### DIRECTION 1
Return every line of the rows below that contains the string "background". Case counts.

### PASSAGE
%%
Perhaps the greatest drawback with this model is the computational complexity. The BYM and CAR models discussed above usually specify the spatial weights matrix in terms of adjacency of areas. This results in the random field \(\bm{S}\) having the Markov property (known as a Markov random field), such that the value of \(S_i\) depends only on a subset of the other areas in the study (i.e. those areas considered neighbours). Conversely, the geostatistical model effectively includes all areas as neighbours of each other area, excluding itself, no matter how far away those neighbours may be geographically. This lack of the Markov property results in a very high computation cost which grows exponentially with the number of areas. (For the ACA investigation of Bayesian spatial methods, it was necessary to impose a "radius of influence" (actually 5 different values of radii, depending on how remote an area was) in order to induce the Markov property and increase the computational efficiency. However, even with this modification, the geostatistical model was prohibitively slow - the slowest model by far).

If a shapefile or similar spatial object is used to define the geographic/administrative boundaries of the areal units, then it is quite easy to compute the distances between the centroids. The following R code shows how to compute the centroids of areas from the "bounding box", which represents the latitude and longitude of the most extreme points defining a given area in the four cardinal directions. From these centroids, the \(N \times N\) matrix of distances between each pair of centroids is computed.

Note that the shapefile object map is a "spatial polygons data frame", so the syntax required to interact with this object is a bit different to that required for a regular data frame. For example, to access the polygons information, we use the @ symbol rather than $.

# Import a shapefile
map <- readOGR("Downloaded Data/Shapefile_NZ_Wards.shp", verbose = FALSE)

N <- length(map)    # Number of areas

# Determine the longitude and latitude of centroids
Centroids <- matrix(NA, N, 2)
for(i in 1:N){
    bbox <- bbox(map@polygons[[i]]) # Bounding box of area
    Centroids[i,] <- c(bbox[1,1] + (bbox[1,2] - bbox[1,1]) / 2,
        bbox[2,1] + (bbox[2,2] - bbox[2,1]) / 2)
%%
### THE DATA
%%
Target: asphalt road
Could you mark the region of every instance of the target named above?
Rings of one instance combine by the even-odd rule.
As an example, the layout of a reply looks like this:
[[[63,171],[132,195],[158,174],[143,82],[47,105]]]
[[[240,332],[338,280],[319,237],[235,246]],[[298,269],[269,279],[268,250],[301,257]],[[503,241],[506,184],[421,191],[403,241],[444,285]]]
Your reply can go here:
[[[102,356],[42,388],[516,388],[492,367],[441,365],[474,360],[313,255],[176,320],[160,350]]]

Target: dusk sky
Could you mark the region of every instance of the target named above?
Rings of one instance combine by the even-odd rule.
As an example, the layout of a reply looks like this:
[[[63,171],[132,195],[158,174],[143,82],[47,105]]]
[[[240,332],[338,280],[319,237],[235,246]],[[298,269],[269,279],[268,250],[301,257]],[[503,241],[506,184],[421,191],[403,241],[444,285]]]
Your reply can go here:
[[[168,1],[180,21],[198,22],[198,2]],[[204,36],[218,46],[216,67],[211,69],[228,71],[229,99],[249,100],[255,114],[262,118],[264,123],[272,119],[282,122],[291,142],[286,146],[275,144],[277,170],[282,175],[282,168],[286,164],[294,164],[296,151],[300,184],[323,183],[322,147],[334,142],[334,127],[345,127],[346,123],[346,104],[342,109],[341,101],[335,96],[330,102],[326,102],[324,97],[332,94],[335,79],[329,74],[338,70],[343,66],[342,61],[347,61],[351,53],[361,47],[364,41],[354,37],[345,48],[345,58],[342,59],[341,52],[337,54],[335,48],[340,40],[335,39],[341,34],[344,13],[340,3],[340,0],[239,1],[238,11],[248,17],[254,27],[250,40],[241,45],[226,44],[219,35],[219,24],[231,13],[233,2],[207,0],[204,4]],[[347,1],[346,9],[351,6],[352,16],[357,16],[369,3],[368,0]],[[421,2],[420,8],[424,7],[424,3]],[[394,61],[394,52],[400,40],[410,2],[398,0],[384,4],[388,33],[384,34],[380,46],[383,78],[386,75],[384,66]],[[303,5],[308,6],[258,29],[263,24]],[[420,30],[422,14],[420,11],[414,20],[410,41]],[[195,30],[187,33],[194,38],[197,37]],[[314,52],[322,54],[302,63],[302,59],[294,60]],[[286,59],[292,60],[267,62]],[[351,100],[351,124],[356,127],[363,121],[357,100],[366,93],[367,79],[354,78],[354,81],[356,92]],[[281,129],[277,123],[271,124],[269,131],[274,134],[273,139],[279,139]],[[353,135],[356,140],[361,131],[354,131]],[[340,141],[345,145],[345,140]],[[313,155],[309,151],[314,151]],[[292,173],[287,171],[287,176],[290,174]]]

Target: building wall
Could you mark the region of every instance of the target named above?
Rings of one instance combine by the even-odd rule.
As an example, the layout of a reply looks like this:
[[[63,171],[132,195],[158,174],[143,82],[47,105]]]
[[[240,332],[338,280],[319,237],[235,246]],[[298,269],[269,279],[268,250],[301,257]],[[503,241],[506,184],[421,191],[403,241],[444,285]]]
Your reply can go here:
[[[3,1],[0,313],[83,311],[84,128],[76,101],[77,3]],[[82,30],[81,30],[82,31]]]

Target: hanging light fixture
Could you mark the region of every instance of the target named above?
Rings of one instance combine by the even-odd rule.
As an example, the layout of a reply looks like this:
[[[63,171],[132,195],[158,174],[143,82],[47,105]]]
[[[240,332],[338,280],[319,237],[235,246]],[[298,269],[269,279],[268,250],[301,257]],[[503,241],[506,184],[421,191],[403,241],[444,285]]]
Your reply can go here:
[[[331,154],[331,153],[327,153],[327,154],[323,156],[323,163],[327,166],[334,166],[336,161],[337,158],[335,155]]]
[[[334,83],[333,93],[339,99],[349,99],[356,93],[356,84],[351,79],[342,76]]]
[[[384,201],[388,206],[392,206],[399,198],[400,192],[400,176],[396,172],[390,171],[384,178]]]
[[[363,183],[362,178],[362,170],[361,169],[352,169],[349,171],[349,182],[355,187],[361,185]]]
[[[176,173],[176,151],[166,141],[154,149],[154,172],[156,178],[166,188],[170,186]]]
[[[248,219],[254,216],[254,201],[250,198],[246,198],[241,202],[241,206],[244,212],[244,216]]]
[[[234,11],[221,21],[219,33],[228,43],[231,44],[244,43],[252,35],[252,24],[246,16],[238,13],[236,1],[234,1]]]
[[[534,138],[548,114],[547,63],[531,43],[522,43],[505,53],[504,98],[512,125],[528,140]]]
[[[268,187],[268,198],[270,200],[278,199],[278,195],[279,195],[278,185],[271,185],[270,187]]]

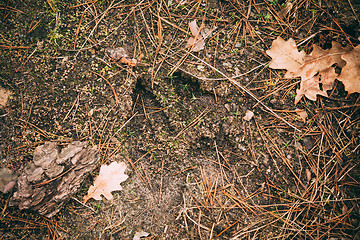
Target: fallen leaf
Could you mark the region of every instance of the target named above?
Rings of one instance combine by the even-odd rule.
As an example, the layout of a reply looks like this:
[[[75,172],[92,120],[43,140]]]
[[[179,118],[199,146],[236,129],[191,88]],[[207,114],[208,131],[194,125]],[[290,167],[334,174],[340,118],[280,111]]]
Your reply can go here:
[[[136,66],[137,60],[129,57],[130,54],[126,48],[106,48],[105,52],[115,61],[120,61],[120,63],[124,63],[132,67]]]
[[[332,48],[327,50],[313,45],[313,51],[306,54],[297,50],[292,38],[285,41],[278,37],[266,53],[272,58],[270,68],[288,70],[286,78],[301,77],[295,96],[297,104],[303,96],[312,101],[316,101],[317,95],[328,96],[326,91],[333,88],[337,77],[334,65],[343,67],[345,61],[341,55],[350,49],[350,46],[343,48],[340,43],[333,42]]]
[[[250,110],[246,110],[245,112],[245,117],[243,117],[243,119],[245,121],[250,121],[252,119],[252,117],[254,116],[254,113]]]
[[[9,90],[0,87],[0,109],[6,106],[10,95],[11,92]]]
[[[113,199],[112,191],[122,190],[120,183],[128,176],[125,174],[125,163],[112,162],[110,165],[102,165],[99,176],[96,177],[94,185],[90,186],[87,195],[83,198],[86,203],[90,198],[101,200],[103,195],[107,200]]]
[[[304,64],[306,53],[299,52],[294,39],[290,38],[285,41],[281,37],[277,37],[271,44],[271,48],[266,51],[272,60],[269,67],[272,69],[286,69],[285,77],[293,77],[291,73],[298,71]]]
[[[308,180],[308,182],[310,182],[310,180],[311,180],[311,172],[310,172],[310,170],[308,168],[305,169],[305,173],[306,173],[306,179]]]
[[[189,28],[193,37],[189,38],[187,47],[193,52],[199,52],[205,47],[205,39],[199,31],[196,20],[189,23]]]
[[[141,237],[147,237],[149,236],[150,233],[144,232],[144,231],[140,231],[140,232],[136,232],[133,240],[140,240]]]
[[[348,94],[360,93],[360,45],[343,54],[341,58],[346,61],[346,65],[343,67],[338,80],[344,84],[345,91]]]
[[[306,122],[308,115],[305,109],[295,109],[295,112],[303,122]]]

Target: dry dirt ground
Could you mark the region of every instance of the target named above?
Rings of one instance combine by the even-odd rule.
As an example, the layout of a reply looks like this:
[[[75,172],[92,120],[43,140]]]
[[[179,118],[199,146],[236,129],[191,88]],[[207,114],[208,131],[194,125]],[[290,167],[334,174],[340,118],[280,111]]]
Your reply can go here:
[[[265,53],[277,36],[356,46],[359,17],[355,0],[2,1],[0,167],[81,140],[129,179],[84,205],[97,168],[51,219],[1,194],[0,239],[359,239],[359,94],[336,82],[295,106],[299,79]],[[194,19],[200,52],[186,47]]]

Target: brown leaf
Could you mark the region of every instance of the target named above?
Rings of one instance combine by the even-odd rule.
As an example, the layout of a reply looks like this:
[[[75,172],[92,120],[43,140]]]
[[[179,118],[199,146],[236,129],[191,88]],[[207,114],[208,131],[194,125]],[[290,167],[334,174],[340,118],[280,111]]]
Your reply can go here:
[[[341,56],[346,61],[338,80],[341,81],[348,94],[360,93],[360,45]]]
[[[270,68],[288,70],[285,74],[286,78],[293,77],[291,73],[298,71],[306,56],[304,51],[299,52],[297,50],[294,39],[290,38],[285,41],[281,37],[277,37],[272,42],[271,48],[266,53],[272,58],[269,64]]]
[[[135,67],[137,60],[129,57],[129,51],[124,47],[119,48],[106,48],[105,52],[115,61],[119,61],[121,63],[127,64],[129,66]]]
[[[128,178],[125,174],[125,169],[126,165],[123,162],[112,162],[110,165],[102,165],[94,185],[90,186],[87,195],[83,198],[84,203],[90,198],[101,200],[100,195],[103,195],[107,200],[113,199],[111,192],[122,190],[120,183]]]
[[[297,104],[303,96],[312,101],[316,101],[317,95],[328,96],[326,91],[333,88],[337,77],[334,64],[343,67],[345,61],[341,55],[349,50],[350,46],[343,48],[340,43],[333,42],[332,48],[327,50],[314,45],[307,55],[304,51],[298,52],[293,39],[285,41],[278,37],[266,53],[272,58],[270,68],[288,70],[286,78],[301,77],[300,89],[296,90]]]
[[[196,20],[189,23],[189,28],[193,37],[190,37],[187,42],[187,47],[193,52],[199,52],[205,47],[205,39],[199,32]]]
[[[253,118],[253,116],[254,116],[254,113],[252,111],[246,110],[245,116],[243,117],[243,119],[245,121],[250,121]]]
[[[0,87],[0,109],[6,106],[10,95],[10,91]]]

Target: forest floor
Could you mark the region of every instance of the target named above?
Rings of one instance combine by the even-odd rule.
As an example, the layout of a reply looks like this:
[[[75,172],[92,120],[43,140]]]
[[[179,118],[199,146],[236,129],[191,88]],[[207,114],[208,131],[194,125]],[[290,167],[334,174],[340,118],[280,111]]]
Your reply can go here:
[[[84,205],[97,168],[50,219],[1,194],[0,239],[359,239],[360,95],[337,81],[295,105],[299,79],[266,54],[278,36],[356,46],[359,17],[354,0],[3,1],[0,167],[81,140],[129,178]]]

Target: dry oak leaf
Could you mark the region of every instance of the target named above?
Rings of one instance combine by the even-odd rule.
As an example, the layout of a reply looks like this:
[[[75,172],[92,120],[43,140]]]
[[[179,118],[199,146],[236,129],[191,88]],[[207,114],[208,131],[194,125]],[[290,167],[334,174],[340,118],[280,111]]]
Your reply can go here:
[[[308,114],[305,109],[295,109],[296,114],[299,116],[299,119],[302,120],[304,123],[308,117]]]
[[[345,86],[348,94],[360,93],[360,45],[356,46],[352,51],[341,56],[346,61],[338,80]]]
[[[196,20],[189,23],[190,32],[193,37],[190,37],[187,42],[187,47],[193,52],[199,52],[205,47],[205,39],[199,31],[199,28],[196,24]]]
[[[245,112],[245,116],[243,117],[243,119],[245,121],[250,121],[254,116],[254,112],[250,111],[250,110],[246,110]]]
[[[288,70],[286,78],[301,77],[300,89],[296,90],[295,96],[297,104],[303,96],[312,101],[316,101],[317,95],[328,96],[326,91],[333,88],[337,77],[334,65],[343,67],[345,61],[341,55],[350,49],[350,46],[343,48],[340,43],[333,42],[332,48],[327,50],[313,45],[313,51],[308,55],[297,50],[292,38],[285,41],[278,37],[266,53],[272,58],[270,68]]]
[[[103,195],[107,200],[113,199],[111,192],[122,190],[120,183],[128,178],[125,169],[126,165],[123,162],[102,165],[99,176],[96,177],[94,185],[90,186],[87,195],[83,198],[83,202],[86,203],[90,198],[101,200],[100,195]]]

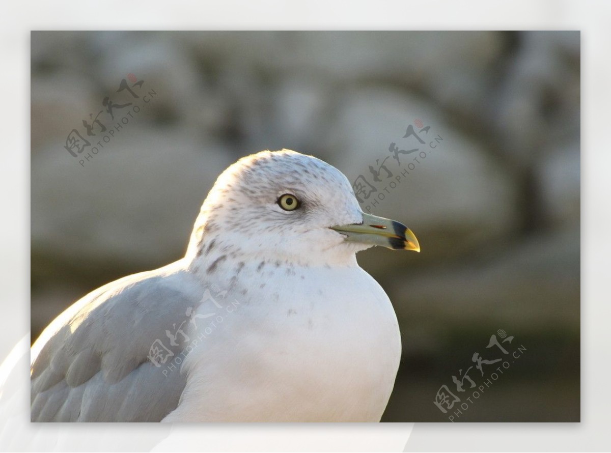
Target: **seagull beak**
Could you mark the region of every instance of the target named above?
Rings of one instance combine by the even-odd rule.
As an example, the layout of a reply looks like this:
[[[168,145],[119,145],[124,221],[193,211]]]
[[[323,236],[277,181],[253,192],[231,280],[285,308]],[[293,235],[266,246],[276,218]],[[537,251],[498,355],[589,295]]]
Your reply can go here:
[[[346,241],[371,245],[381,245],[393,250],[420,252],[418,239],[412,230],[403,223],[389,219],[362,213],[360,223],[331,227],[346,236]]]

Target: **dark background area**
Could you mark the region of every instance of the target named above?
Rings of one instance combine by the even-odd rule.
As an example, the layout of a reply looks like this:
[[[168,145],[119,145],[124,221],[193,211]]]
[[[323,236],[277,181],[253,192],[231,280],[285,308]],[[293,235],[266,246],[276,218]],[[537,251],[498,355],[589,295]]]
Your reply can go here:
[[[364,209],[403,222],[420,241],[420,254],[357,256],[401,330],[383,421],[447,421],[437,390],[446,385],[464,402],[477,389],[467,382],[456,392],[452,376],[474,367],[476,352],[504,357],[486,347],[492,335],[501,341],[500,329],[514,337],[502,344],[508,352],[526,350],[496,380],[500,362],[484,365],[484,376],[473,368],[476,387],[491,384],[456,421],[579,420],[579,32],[33,32],[31,40],[32,340],[89,291],[180,258],[216,176],[243,156],[287,148],[351,181],[362,175],[376,189]],[[130,74],[150,102],[117,92]],[[71,131],[95,143],[82,126],[90,114],[103,111],[109,129],[125,117],[117,108],[109,119],[106,96],[141,111],[81,165],[90,148],[72,156]],[[419,132],[424,145],[403,138],[410,125],[430,126]],[[97,141],[105,134],[96,128]],[[391,143],[426,157],[400,154],[399,164]],[[393,176],[382,170],[376,182],[369,167],[381,162]]]

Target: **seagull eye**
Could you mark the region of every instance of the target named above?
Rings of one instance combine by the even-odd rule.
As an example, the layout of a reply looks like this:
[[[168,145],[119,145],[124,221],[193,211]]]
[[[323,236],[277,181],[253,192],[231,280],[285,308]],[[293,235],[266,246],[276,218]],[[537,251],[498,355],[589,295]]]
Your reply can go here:
[[[299,207],[297,197],[290,194],[285,194],[278,198],[278,205],[285,211],[295,211]]]

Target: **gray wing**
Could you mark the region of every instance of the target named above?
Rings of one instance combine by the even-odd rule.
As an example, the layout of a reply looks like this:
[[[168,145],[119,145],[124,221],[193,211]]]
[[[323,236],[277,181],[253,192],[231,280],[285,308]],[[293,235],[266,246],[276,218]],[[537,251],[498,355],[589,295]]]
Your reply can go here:
[[[162,268],[109,283],[68,308],[32,346],[32,421],[160,421],[185,385],[179,366],[167,367],[182,344],[172,346],[166,331],[188,322],[200,290],[184,270]],[[167,360],[153,355],[159,366],[149,358],[157,340]]]

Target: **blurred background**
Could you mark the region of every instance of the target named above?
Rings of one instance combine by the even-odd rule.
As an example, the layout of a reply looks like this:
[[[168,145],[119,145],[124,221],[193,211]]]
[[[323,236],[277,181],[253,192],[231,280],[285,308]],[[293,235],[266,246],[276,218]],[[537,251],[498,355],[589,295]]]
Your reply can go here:
[[[287,148],[420,241],[357,256],[403,339],[382,421],[466,404],[455,421],[579,421],[579,32],[32,32],[31,49],[32,341],[90,291],[180,258],[216,176]],[[90,145],[76,157],[73,129]],[[500,365],[472,361],[499,356],[499,330],[525,350],[469,402],[463,376]],[[461,400],[447,413],[443,385]]]

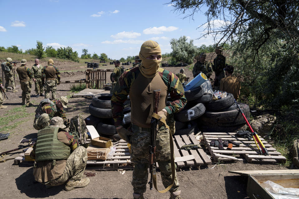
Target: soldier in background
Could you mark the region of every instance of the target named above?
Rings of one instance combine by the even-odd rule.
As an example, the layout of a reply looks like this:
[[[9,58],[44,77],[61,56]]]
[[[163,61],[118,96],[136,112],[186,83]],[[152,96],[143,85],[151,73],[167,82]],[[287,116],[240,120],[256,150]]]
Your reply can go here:
[[[40,96],[45,96],[43,94],[44,92],[44,81],[42,80],[42,76],[41,70],[43,67],[40,64],[40,60],[38,59],[36,59],[35,64],[32,66],[31,71],[32,71],[33,78],[35,79],[35,92],[36,93],[36,97]]]
[[[23,59],[21,60],[21,66],[17,69],[17,72],[19,75],[20,83],[22,89],[22,105],[25,104],[25,100],[27,103],[26,107],[29,107],[33,105],[30,102],[30,94],[31,93],[31,81],[33,78],[34,82],[35,79],[31,72],[31,70],[26,66],[27,61]]]
[[[180,70],[179,73],[177,73],[175,75],[178,76],[178,79],[180,80],[180,81],[182,83],[187,81],[187,77],[186,76],[186,75],[183,74],[184,72],[185,72],[185,70],[184,70],[184,69],[181,68],[181,70]]]
[[[213,70],[211,63],[206,61],[206,55],[204,53],[202,53],[199,55],[199,60],[197,60],[193,67],[192,73],[193,73],[193,77],[195,77],[201,72],[202,72],[206,75],[207,77],[209,78],[212,75]]]
[[[12,70],[13,68],[12,68],[12,59],[11,58],[8,57],[6,58],[6,62],[5,62],[6,66],[6,69],[4,71],[4,77],[5,79],[5,85],[4,86],[4,91],[6,92],[7,90],[7,88],[8,87],[8,84],[9,84],[9,82],[12,82],[12,88],[13,92],[17,92],[18,91],[16,90],[16,85],[15,84],[15,81],[13,80],[13,77],[12,76],[13,73]],[[14,63],[13,64],[15,66],[16,66],[16,64]]]
[[[43,68],[41,71],[42,81],[43,81],[43,79],[45,78],[45,99],[50,97],[50,91],[52,93],[52,99],[56,99],[56,90],[57,89],[55,81],[56,76],[58,81],[58,83],[57,84],[59,85],[60,82],[60,73],[58,68],[53,65],[53,60],[50,59],[48,62],[48,65]]]
[[[31,158],[35,160],[35,180],[50,186],[58,186],[67,181],[66,191],[87,186],[89,178],[83,178],[87,160],[86,149],[78,146],[73,134],[63,129],[66,127],[62,118],[53,118],[50,126],[46,126],[49,123],[49,120],[44,121],[43,128],[37,133],[36,143],[30,154]]]
[[[121,76],[123,72],[123,69],[121,67],[119,66],[120,62],[118,60],[116,60],[113,61],[114,63],[114,66],[115,67],[114,68],[114,70],[111,75],[111,76],[112,78],[112,85],[111,86],[111,89],[110,90],[110,94],[112,94],[112,90],[113,89],[116,84],[116,82],[117,82],[118,80],[118,78]]]
[[[2,93],[2,89],[3,87],[2,80],[1,79],[1,77],[0,77],[0,109],[6,109],[7,108],[7,106],[2,105],[2,103],[3,103],[3,96],[2,95],[3,93]],[[0,138],[1,138],[1,136],[0,136]]]
[[[217,56],[214,59],[213,69],[215,72],[214,86],[216,90],[219,89],[220,81],[225,76],[223,69],[225,68],[225,58],[222,55],[222,47],[221,46],[217,46],[215,50],[215,53],[217,54]]]

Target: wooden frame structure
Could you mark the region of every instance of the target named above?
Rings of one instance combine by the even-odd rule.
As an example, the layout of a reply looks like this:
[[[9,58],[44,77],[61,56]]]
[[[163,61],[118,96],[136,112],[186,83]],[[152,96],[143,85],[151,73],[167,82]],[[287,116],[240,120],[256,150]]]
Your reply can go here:
[[[96,89],[102,88],[106,84],[106,72],[113,72],[114,69],[87,69],[86,75],[86,88]]]

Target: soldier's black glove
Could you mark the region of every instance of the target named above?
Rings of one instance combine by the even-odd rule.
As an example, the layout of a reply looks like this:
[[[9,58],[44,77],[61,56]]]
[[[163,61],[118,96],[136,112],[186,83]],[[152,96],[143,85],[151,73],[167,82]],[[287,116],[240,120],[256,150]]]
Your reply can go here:
[[[122,139],[125,140],[129,144],[131,144],[130,140],[130,137],[133,135],[133,132],[128,131],[125,128],[122,127],[119,129],[116,129],[116,131],[117,133],[119,135],[119,137]]]

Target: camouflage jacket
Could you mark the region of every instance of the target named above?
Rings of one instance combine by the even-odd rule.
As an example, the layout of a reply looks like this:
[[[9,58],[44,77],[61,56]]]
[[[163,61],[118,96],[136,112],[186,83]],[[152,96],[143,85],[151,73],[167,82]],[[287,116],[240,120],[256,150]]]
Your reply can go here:
[[[179,111],[187,102],[184,95],[184,89],[178,78],[171,72],[159,68],[158,73],[168,88],[168,92],[173,101],[164,108],[169,114]],[[114,125],[121,125],[124,114],[124,102],[127,100],[130,88],[137,76],[141,74],[139,67],[134,68],[125,72],[118,79],[114,88],[116,92],[111,98],[112,117]]]
[[[38,68],[36,64],[32,66],[31,70],[33,74],[33,78],[41,78],[42,75],[41,74],[41,70],[43,67],[40,64],[40,67]]]
[[[60,81],[60,72],[59,72],[59,70],[58,70],[58,68],[56,66],[53,65],[52,66],[54,67],[55,70],[56,70],[56,74],[57,77],[57,79],[58,80],[58,81]],[[46,77],[46,74],[45,73],[45,72],[47,67],[48,65],[46,66],[44,66],[41,69],[41,78],[43,81],[45,79],[45,78]]]
[[[35,110],[35,112],[36,119],[38,118],[43,113],[46,113],[49,115],[50,120],[54,117],[57,116],[60,117],[64,120],[66,119],[65,113],[63,109],[58,112],[55,100],[51,100],[50,98],[45,99],[40,102]]]
[[[218,76],[222,73],[224,74],[223,69],[225,68],[225,57],[221,54],[217,55],[217,56],[214,59],[213,69],[215,72],[216,76]]]
[[[203,63],[199,61],[197,62],[194,65],[192,70],[193,77],[195,77],[201,72],[202,72],[209,78],[212,75],[212,72],[211,63],[206,61],[205,61]]]

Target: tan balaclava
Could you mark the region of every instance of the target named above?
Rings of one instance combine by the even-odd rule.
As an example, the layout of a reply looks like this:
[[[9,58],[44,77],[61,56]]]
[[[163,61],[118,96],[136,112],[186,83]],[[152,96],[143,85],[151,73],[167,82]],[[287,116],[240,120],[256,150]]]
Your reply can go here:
%%
### DIRECTION 2
Answer these from the passage above:
(a) How many different radius values were used for the "radius of influence" in the ACA investigation?
(b) Which symbol is used instead of $ to access the polygons information of the shapefile object?
(c) What file path does the R code pass to readOGR?

### WRITTEN REPLY 1
Target: **dark background area**
Target: **blurred background**
Target: soldier in background

### WRITTEN REPLY 2
(a) 5
(b) @
(c) "Downloaded Data/Shapefile_NZ_Wards.shp"